[Exercise requirements]
Search the entries below for "post". Report each line where it occurs.

[Task inputs]
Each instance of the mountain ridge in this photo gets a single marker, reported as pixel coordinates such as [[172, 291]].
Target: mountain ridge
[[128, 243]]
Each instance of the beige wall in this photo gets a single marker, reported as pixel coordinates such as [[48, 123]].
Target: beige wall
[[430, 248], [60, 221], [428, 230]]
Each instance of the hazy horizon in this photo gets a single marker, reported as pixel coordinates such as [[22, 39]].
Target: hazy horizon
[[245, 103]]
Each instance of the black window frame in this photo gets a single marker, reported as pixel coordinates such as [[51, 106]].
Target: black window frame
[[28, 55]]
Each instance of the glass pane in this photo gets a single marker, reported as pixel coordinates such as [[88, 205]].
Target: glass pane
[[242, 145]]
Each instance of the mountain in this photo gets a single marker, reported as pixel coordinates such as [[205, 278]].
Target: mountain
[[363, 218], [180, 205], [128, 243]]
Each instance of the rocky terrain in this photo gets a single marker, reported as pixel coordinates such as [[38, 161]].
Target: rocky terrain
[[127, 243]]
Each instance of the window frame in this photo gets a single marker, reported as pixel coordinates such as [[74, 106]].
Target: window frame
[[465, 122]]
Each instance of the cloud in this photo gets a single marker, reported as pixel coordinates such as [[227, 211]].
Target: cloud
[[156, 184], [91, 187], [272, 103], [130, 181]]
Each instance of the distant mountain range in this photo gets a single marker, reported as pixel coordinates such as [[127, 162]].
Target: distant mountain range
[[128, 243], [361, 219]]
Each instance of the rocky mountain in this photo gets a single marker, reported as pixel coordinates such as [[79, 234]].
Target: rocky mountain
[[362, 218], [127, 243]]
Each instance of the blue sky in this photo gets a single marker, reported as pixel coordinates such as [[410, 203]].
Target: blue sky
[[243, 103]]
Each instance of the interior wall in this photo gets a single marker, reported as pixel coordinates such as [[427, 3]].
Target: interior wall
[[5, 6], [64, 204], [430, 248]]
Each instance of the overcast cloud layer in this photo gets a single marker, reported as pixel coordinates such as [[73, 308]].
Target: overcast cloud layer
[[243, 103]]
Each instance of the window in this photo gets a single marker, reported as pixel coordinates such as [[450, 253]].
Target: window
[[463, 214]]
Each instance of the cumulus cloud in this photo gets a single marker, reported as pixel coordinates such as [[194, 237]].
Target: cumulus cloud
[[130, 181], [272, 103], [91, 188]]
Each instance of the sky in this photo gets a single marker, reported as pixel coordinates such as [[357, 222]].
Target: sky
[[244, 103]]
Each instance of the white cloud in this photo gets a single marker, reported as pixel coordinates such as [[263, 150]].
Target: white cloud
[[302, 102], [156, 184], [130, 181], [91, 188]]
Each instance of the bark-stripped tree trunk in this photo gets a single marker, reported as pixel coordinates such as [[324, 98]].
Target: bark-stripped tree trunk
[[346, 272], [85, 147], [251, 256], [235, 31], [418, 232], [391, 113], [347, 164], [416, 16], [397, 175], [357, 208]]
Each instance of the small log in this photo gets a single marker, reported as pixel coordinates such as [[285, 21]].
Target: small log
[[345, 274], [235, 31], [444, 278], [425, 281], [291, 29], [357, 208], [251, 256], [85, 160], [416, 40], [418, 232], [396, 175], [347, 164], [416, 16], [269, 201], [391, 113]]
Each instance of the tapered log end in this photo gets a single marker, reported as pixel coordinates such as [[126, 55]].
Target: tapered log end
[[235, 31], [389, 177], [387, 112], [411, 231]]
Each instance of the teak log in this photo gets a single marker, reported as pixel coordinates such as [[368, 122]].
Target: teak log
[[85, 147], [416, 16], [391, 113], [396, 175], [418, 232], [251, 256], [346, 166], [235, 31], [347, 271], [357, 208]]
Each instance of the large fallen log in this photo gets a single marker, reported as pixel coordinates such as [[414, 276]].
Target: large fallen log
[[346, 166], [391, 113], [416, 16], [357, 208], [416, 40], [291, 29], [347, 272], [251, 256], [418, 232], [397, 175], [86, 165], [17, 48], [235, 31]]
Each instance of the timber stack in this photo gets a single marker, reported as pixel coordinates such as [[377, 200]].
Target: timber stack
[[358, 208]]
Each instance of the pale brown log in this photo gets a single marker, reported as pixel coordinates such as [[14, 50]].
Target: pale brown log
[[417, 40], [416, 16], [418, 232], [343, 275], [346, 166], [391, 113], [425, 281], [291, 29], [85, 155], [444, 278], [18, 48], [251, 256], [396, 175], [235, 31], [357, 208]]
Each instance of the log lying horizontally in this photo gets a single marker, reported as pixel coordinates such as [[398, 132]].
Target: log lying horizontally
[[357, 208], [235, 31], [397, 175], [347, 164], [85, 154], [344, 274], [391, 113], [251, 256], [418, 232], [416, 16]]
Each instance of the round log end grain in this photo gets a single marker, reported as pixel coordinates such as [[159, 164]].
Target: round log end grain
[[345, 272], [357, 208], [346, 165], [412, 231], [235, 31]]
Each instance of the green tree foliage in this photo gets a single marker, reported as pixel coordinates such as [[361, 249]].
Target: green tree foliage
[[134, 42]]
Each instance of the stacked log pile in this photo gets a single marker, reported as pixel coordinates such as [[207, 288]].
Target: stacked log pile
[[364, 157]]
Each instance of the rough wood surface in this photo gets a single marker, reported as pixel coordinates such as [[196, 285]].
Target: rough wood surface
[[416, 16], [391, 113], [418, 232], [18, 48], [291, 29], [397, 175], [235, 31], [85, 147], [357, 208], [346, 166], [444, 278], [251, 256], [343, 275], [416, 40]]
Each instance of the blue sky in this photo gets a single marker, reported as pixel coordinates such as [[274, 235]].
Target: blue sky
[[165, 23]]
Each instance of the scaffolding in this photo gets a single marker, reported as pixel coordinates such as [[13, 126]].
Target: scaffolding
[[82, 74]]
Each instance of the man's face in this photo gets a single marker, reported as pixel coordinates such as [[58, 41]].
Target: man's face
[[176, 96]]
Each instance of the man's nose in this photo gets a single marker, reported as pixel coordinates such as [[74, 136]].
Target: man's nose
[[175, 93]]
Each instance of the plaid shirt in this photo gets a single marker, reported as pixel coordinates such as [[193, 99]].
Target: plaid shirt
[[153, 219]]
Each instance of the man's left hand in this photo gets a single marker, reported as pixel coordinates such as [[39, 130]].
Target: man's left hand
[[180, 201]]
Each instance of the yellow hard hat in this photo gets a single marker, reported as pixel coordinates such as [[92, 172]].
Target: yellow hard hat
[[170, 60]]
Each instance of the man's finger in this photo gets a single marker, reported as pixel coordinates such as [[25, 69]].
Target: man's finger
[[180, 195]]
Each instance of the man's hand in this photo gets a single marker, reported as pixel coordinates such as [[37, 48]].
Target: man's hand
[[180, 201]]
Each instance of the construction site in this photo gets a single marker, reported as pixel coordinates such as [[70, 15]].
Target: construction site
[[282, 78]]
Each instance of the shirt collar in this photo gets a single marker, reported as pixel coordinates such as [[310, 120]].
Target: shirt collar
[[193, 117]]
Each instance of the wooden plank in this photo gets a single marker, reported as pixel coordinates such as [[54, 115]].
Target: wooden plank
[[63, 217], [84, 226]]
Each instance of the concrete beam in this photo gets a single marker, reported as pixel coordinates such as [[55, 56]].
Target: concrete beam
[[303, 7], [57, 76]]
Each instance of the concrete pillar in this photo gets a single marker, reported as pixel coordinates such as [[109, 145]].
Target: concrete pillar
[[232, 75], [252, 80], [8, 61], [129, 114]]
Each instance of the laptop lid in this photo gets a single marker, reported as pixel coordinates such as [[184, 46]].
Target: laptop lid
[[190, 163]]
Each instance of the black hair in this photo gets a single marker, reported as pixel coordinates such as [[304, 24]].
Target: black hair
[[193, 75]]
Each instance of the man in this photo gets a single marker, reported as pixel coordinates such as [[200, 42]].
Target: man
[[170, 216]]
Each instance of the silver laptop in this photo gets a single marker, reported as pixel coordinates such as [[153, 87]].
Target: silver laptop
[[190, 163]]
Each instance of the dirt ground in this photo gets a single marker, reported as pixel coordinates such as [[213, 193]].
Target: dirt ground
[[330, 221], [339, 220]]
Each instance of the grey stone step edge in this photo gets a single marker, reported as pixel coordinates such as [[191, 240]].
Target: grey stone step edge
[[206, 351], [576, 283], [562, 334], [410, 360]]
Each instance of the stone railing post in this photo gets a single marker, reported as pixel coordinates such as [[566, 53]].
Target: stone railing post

[Response to this task]
Each instance of the stone railing post in this photo gets a single marker, reported as pixel coordinates such as [[566, 53]].
Target: stone railing post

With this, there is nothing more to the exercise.